Your task - Reply with each record repeated exactly.

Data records
----

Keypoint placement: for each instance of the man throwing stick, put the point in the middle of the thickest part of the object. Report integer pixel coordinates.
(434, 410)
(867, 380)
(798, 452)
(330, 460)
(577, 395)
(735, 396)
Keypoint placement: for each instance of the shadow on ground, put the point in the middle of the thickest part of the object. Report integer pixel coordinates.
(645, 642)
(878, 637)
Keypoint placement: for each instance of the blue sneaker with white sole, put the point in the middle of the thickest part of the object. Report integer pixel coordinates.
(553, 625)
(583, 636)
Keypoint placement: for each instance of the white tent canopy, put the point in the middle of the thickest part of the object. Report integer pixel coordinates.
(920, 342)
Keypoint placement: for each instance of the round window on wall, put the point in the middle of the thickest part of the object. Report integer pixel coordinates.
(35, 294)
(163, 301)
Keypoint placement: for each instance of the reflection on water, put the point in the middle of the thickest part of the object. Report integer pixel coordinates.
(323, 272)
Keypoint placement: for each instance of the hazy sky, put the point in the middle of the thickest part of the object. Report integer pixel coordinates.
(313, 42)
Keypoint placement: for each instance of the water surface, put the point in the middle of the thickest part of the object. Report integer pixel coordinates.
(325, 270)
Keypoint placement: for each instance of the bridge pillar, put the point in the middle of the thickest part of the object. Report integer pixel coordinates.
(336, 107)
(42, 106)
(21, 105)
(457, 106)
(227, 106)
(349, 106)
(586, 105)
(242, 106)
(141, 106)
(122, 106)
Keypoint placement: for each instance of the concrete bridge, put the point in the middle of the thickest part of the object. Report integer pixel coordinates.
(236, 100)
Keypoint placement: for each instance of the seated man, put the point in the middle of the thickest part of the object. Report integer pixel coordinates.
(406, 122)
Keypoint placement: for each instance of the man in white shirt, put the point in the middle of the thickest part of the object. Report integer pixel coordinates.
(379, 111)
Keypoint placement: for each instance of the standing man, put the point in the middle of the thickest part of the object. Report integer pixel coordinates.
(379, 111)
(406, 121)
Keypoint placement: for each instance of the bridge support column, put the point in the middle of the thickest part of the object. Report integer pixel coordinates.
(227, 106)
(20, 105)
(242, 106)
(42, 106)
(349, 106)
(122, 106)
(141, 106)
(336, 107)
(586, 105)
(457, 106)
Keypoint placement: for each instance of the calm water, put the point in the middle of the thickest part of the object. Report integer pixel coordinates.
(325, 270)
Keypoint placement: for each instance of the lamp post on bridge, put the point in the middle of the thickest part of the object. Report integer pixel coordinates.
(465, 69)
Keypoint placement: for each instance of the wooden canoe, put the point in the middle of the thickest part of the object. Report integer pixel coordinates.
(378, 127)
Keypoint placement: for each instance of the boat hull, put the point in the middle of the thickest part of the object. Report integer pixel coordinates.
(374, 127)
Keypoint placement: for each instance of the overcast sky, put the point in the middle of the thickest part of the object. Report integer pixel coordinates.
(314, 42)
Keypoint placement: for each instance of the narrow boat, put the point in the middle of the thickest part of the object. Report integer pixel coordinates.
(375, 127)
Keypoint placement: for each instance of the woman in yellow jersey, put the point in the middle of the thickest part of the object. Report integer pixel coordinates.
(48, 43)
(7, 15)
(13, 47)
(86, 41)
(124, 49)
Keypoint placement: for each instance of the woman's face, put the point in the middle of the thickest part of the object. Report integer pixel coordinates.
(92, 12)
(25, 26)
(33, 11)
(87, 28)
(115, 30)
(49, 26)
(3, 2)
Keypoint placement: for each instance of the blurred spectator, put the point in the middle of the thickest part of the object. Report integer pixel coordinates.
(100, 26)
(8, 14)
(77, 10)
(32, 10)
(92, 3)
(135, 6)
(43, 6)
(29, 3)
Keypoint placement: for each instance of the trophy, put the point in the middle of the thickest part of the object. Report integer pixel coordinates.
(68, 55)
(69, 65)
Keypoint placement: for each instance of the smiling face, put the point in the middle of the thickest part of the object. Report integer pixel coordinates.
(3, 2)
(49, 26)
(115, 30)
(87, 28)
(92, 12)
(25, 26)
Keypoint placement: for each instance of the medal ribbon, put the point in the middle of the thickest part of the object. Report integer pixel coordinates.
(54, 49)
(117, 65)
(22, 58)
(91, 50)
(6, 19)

----

Solution for this exercise -
Keypoint placement: for each instance of the man throwing stick, put the point in the middle of the thickest part of the object. Report integer pixel coordinates.
(434, 410)
(867, 380)
(798, 452)
(330, 460)
(577, 395)
(735, 396)
Keypoint placement: for each instance of the shadow on ground, put the point in the middle of the thickest part of the object. Report integer pixel coordinates.
(645, 642)
(878, 637)
Keypoint placement: for each instance of the blue sneaker with white sole, put the point in the middle of the thickest part of the object. Report integer pixel coordinates.
(553, 625)
(583, 636)
Keypoint placement: for each instance of the white tent canopy, put the point in the middle of the thickest part of the object. Report integer pixel coordinates.
(920, 342)
Keypoint placement: for each instance of the round window on wall, put the point in the middle of the thickest part of the object. Report integer pixel coordinates.
(35, 294)
(163, 301)
Keypoint placement: for each instance of the reflection on water, put the point in the middle of the thickest part of the object. Report integer pixel coordinates.
(323, 272)
Keypoint placement: for each instance of the hazy sky, put the point in the middle of the thickest part of the object. Report integer pixel coordinates.
(313, 42)
Keypoint placement: for each instance of the water surface, put the point in the middle of the thickest part of the object. Report integer pixel coordinates.
(325, 270)
Keypoint placement: for each instance of the bridge pillar, put the point in the middle of the thickest part of the object. Report integer pixel coordinates.
(336, 107)
(42, 106)
(21, 105)
(457, 106)
(227, 106)
(349, 106)
(586, 105)
(242, 106)
(141, 106)
(122, 106)
Keypoint placement: for each instance of the concrete bridge, put the point in the middle of the thickest part of the object. Report integer pixel coordinates.
(236, 100)
Keypoint placement: for each instance of the seated man, put the point in the middle of the thickest part of the object. Report integer pixel coordinates.
(406, 122)
Keypoint placement: for each instance of the man in white shirt, put the point in the middle of the thickest part of the object. Report integer pixel coordinates.
(379, 111)
Keypoint placement: for each instance of the standing man, put the point in the middle of the thickest part of the object. Report integer pixel coordinates.
(379, 111)
(406, 121)
Keypoint placement: for each instance of the bridge support column, put the point in the middle of the thickest part of the object. Report integer pixel coordinates.
(227, 106)
(20, 105)
(242, 106)
(42, 106)
(349, 106)
(122, 106)
(141, 106)
(336, 107)
(586, 105)
(457, 106)
Keypoint placement: for each instance of the calm water, put the point in the middle of the thickest part of the object. Report integer pixel coordinates.
(325, 270)
Keypoint placement: for each instance of the lamp post on bridge, put the point in the middle of the thickest part of the object. Report integer pixel coordinates.
(465, 69)
Keypoint placement: for each instance of the wooden canoe, put the point in the middle of the thickest part of the object. Report integer pixel coordinates.
(378, 127)
Keypoint placement: for each instance of the boat hull, put the point in the middle of the thickest part of the object. Report integer pixel coordinates.
(374, 127)
Keypoint placement: for each instance of the overcast sky, put the point in the middle of the thickest part of the object. Report integer pixel coordinates.
(314, 42)
Keypoint placement: for each instance of the narrow boat, put the point in the middle of the thickest part of the object. Report integer pixel coordinates.
(375, 127)
Keypoint placement: for each instance of the woman in yellow jersey, put the point in the middle of the thickest part of the object. Report integer pixel coordinates.
(48, 43)
(7, 15)
(13, 47)
(86, 41)
(124, 49)
Keypoint placement: for each instance of the woman's face, put the point in the middle of the thickest part of the object. Report integer pixel coordinates.
(92, 12)
(25, 26)
(33, 11)
(87, 28)
(115, 30)
(49, 26)
(3, 2)
Keypoint placement: for each instance of the blurred spectator, put the point in the middle of the thickest part of the object. Report integer pixel coordinates.
(100, 26)
(8, 14)
(77, 10)
(32, 10)
(92, 3)
(135, 6)
(43, 6)
(29, 3)
Keypoint placement: for each instance of the trophy, put the point in the middle of the thickest part of the object. Report integer pixel coordinates.
(68, 55)
(69, 65)
Keypoint placement: for each instance of the smiling face, put the point in the middle of the thickest part of the object. Report integer pixel coordinates.
(3, 2)
(49, 26)
(115, 30)
(87, 28)
(92, 12)
(25, 26)
Keypoint placement: for each instance of the medal ribbon, put the point in the middle of the thickest part of the object. Report integer pixel coordinates.
(54, 49)
(117, 65)
(22, 58)
(91, 50)
(6, 19)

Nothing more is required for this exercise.